_WHAT YOU WILL DO_.
Among the entries below, extract exactly the lines that run from the one with "Mark the innermost point of each instance of the painting" through the one with "Mark the innermost point of each instance of the bearded", both ends included.

(PROVIDED INFORMATION begins)

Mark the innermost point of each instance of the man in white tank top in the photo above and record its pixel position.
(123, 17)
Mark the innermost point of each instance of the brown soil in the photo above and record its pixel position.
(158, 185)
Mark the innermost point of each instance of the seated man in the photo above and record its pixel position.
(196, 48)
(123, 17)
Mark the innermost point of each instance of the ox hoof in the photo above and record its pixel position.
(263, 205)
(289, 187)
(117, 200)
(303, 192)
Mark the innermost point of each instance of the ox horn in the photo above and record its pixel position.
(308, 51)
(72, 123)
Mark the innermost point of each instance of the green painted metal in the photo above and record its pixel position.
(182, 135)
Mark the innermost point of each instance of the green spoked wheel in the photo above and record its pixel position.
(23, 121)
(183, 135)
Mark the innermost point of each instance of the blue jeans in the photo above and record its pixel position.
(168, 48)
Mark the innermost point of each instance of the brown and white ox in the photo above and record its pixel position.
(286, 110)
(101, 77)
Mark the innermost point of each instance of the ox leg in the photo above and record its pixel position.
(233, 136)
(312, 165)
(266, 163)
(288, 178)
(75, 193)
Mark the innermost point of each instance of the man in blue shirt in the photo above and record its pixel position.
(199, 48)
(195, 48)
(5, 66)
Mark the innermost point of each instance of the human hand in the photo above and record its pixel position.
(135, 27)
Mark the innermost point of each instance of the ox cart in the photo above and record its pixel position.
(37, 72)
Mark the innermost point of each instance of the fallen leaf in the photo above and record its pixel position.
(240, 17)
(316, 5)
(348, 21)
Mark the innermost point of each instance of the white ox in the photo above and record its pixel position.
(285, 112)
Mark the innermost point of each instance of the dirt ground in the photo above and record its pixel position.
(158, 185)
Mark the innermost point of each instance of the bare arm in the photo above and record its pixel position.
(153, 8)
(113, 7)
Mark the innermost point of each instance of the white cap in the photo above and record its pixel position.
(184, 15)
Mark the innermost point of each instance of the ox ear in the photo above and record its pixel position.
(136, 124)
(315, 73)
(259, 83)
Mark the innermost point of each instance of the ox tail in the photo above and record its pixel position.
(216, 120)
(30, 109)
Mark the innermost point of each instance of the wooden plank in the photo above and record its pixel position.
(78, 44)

(PROVIDED INFORMATION ends)
(PROVIDED INFORMATION begins)

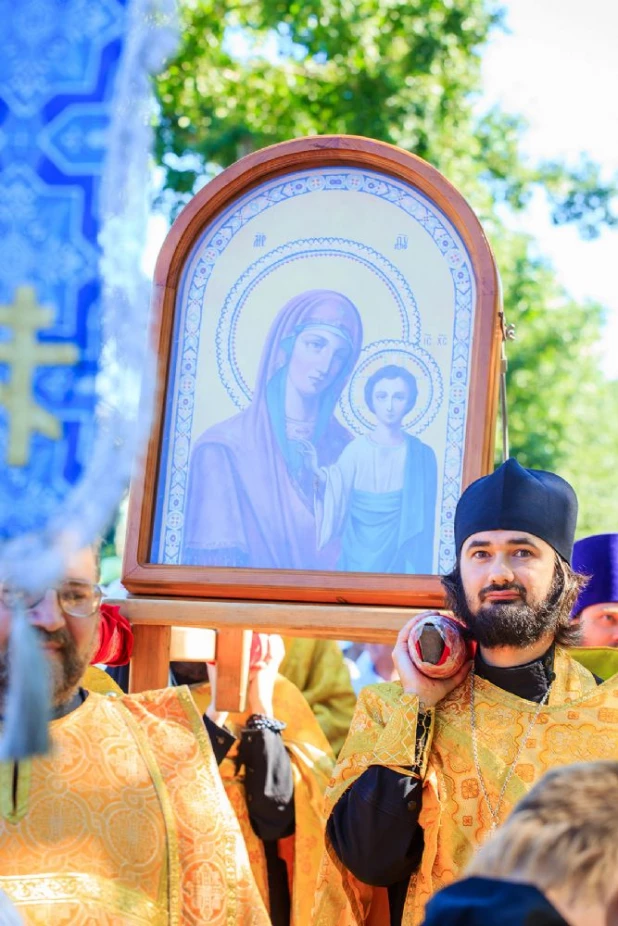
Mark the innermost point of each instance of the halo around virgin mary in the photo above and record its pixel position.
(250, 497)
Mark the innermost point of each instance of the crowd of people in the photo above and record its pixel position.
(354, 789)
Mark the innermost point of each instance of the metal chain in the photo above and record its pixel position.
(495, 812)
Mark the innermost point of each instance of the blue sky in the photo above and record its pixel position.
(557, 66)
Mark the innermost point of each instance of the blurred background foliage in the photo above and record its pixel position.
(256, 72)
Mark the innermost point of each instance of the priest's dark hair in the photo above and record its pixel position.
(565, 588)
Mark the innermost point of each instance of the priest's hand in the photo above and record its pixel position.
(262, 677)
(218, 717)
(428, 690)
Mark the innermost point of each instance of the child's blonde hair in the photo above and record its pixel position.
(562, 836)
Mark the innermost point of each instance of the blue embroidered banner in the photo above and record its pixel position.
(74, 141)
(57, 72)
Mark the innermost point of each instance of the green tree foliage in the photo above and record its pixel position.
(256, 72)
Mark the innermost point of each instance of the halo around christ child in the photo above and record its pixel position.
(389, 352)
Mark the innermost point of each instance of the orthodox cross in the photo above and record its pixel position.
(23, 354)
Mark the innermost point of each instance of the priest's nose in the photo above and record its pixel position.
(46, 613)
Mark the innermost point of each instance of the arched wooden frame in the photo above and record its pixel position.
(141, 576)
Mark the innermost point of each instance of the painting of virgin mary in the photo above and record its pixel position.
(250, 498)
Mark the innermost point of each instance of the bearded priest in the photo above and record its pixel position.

(PROVIDED INFORMATION ends)

_REPLY_.
Mark the innermost point of each instance of the painting of virgin mary in the photo above and record its pixel position.
(250, 498)
Mark the innermost point of each instance of the bearded priest in the photo above and record its pixel position.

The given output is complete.